### WHAT THE EXERCISE ASKS:
Copy the rows below, changing each occurrence of "rough mask" to "coarse mask" and keeping everything else the same.

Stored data
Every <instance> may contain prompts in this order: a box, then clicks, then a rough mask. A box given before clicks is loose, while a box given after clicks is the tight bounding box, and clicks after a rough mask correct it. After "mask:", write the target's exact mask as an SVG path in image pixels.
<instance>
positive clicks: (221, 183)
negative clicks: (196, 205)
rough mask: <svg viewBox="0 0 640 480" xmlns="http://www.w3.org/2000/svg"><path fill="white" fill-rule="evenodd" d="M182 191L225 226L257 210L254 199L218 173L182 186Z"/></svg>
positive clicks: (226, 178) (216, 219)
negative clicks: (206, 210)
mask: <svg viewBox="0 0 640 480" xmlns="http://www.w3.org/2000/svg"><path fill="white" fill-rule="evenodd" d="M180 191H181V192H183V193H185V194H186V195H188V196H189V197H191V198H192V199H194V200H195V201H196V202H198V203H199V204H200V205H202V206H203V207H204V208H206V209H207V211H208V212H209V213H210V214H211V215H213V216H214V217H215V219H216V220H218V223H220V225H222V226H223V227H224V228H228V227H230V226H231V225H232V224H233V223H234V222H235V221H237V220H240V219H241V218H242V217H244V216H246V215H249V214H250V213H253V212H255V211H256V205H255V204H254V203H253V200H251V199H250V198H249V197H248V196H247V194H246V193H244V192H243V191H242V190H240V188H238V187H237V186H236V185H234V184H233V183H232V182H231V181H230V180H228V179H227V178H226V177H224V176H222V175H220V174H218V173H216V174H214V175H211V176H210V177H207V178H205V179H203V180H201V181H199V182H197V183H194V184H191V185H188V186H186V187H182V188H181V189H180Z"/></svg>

### ANSWER TO THE PROBLEM:
Every <instance> may contain prompts in this order: a box, then clicks, then a coarse mask. A box given before clicks is loose, while a box given after clicks is the tight bounding box, and clicks after a coarse mask correct it. After "mask:", write the target's exact mask as an SVG path in image pixels.
<instance>
positive clicks: (221, 183)
negative clicks: (196, 205)
coarse mask: <svg viewBox="0 0 640 480" xmlns="http://www.w3.org/2000/svg"><path fill="white" fill-rule="evenodd" d="M182 191L225 226L257 210L254 199L218 173L182 186Z"/></svg>
positive clicks: (226, 178) (216, 219)
negative clicks: (206, 210)
mask: <svg viewBox="0 0 640 480" xmlns="http://www.w3.org/2000/svg"><path fill="white" fill-rule="evenodd" d="M180 191H181V192H183V193H185V194H186V195H188V196H189V197H191V198H192V199H194V200H195V201H196V202H198V203H199V204H200V205H202V206H203V207H204V208H206V209H207V211H208V212H209V213H210V214H211V215H213V216H214V217H215V219H216V220H218V223H220V225H222V226H223V227H224V228H228V227H230V226H231V225H232V224H233V223H234V222H235V221H237V220H240V219H241V218H242V217H244V216H246V215H249V214H250V213H253V212H255V211H256V205H255V204H254V203H253V200H251V199H250V198H249V197H248V196H247V194H246V193H244V192H243V191H242V190H240V188H238V187H237V186H236V185H234V184H233V183H232V182H231V181H230V180H228V179H227V178H226V177H224V176H222V175H220V174H218V173H216V174H214V175H211V176H210V177H207V178H205V179H203V180H201V181H199V182H197V183H194V184H191V185H188V186H186V187H182V188H181V189H180Z"/></svg>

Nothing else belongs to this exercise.